(Excerpts from segmentation records)
━━━━━━━━

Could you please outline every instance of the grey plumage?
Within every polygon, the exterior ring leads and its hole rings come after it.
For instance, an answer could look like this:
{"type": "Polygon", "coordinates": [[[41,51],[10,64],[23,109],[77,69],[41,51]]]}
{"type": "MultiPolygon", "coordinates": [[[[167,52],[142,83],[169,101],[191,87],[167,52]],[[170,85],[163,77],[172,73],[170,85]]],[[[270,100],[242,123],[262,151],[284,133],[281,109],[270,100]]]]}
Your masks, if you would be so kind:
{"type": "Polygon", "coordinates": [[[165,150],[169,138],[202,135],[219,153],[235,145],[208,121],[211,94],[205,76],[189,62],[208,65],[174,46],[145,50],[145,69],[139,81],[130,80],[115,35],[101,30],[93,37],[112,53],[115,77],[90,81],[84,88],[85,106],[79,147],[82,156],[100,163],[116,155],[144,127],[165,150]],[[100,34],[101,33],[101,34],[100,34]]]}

━━━━━━━━

STATED GOAL: Put the lines from the start of the records through the one containing "Your masks, if" into a JSON list of strings, one string per line and no blank lines.

FINISHED TASK:
[
  "Could you please outline every instance of the grey plumage?",
  "Within every polygon, the exterior ring leads and its hole rings come after it.",
  "For instance, an answer could look like this:",
  "{\"type\": \"Polygon\", \"coordinates\": [[[41,51],[10,64],[23,109],[77,69],[41,51]]]}",
  "{\"type\": \"MultiPolygon\", \"coordinates\": [[[[167,52],[142,83],[169,101],[191,87],[167,52]],[[170,85],[163,77],[172,73],[170,85]]],[[[270,100],[242,123],[262,151],[284,133],[281,109],[270,100]]]]}",
  "Your masks, if you would be so kind:"
]